— Sunulan Metin —
╔══
Jump to content

Attila İlhan...


mavikiz

Recommended Posts

Attila İlhan 15 Haziran 1925’te Menemen’de doğdu. İlk ve orta eğitiminin büyük bir bölümünü İzmir ve babasının işi dolayısıyla gittikleri farklı kentlerde tamamladı. İzmir Atatürk Lisesi birinci sınıfındayken mektuplaştığı bir kıza Nazım Hikmet şiiri göndermesi nedeniyle 1941’de tutuklandı ve okuldan uzaklaştırıldı. Üç hafta gözetim altında kaldı. İki ay hapiste yattı.

CHP ŞİİR ARMAĞANI’NDA İKİNCİLİK ÖDÜLÜNÜ KAZANDI

Türkiye’nin hiçbir yerinde okuyamayacağına dair bir belge verilince, eğitim hayatına ara vermek zorunda kaldı. Danıştay kararıyla, 1944 yılında okuma hakkını tekrar kazandı ve İstanbul Işık Lisesi’ne yazıldı. Lise son sınıftayken amcasının kendisinden habersiz katıldığı CHP Şiir Armağanı’nda Cebbaroğlu Mehemmed şiiriyle ikincilik ödülünü kazandı. 1946’ta mezun oldu.
╚══
— Alıştırma Seti —
(1) Sunulan metne göre Attila İlhan, CHP Şiir Armağanı'nda ikincilik ödülünü hangi şiiriyle kazandı?
(2) Lütfen sunulan metinde "Jump to content" ifadesinden "1946’ta mezun oldu." ifadesine kadar uzanan bölümü birebir yazıya geçirin.

— İncelenen Veriler —
╔══
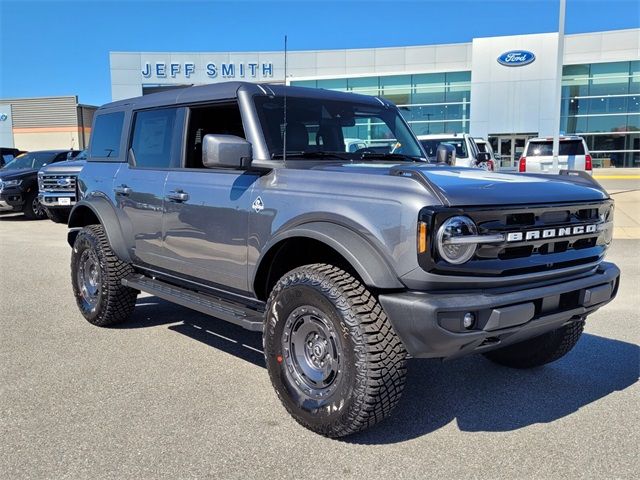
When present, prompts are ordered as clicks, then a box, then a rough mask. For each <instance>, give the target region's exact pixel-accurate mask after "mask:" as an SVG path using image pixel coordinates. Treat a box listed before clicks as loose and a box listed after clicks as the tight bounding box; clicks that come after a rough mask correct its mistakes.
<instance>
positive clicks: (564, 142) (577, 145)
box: [527, 140, 584, 157]
mask: <svg viewBox="0 0 640 480" xmlns="http://www.w3.org/2000/svg"><path fill="white" fill-rule="evenodd" d="M558 154H559V155H584V145H583V144H582V141H581V140H564V141H561V142H560V151H559V152H558ZM551 156H553V142H552V141H544V142H531V143H529V148H528V149H527V157H551Z"/></svg>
╚══
— Yanıt Seti —
(1) Cebbaroğlu Mehemmed şiiriyle.

(2)
Jump to content

Attila İlhan...


mavikiz

Recommended Posts

Attila İlhan 15 Haziran 1925’te Menemen’de doğdu. İlk ve orta eğitiminin büyük bir bölümünü İzmir ve babasının işi dolayısıyla gittikleri farklı kentlerde tamamladı. İzmir Atatürk Lisesi birinci sınıfındayken mektuplaştığı bir kıza Nazım Hikmet şiiri göndermesi nedeniyle 1941’de tutuklandı ve okuldan uzaklaştırıldı. Üç hafta gözetim altında kaldı. İki ay hapiste yattı.

CHP ŞİİR ARMAĞANI’NDA İKİNCİLİK ÖDÜLÜNÜ KAZANDI

Türkiye’nin hiçbir yerinde okuyamayacağına dair bir belge verilince, eğitim hayatına ara vermek zorunda kaldı. Danıştay kararıyla, 1944 yılında okuma hakkını tekrar kazandı ve İstanbul Işık Lisesi’ne yazıldı. Lise son sınıftayken amcasının kendisinden habersiz katıldığı CHP Şiir Armağanı’nda Cebbaroğlu Mehemmed şiiriyle ikincilik ödülünü kazandı. 1946’ta mezun oldu.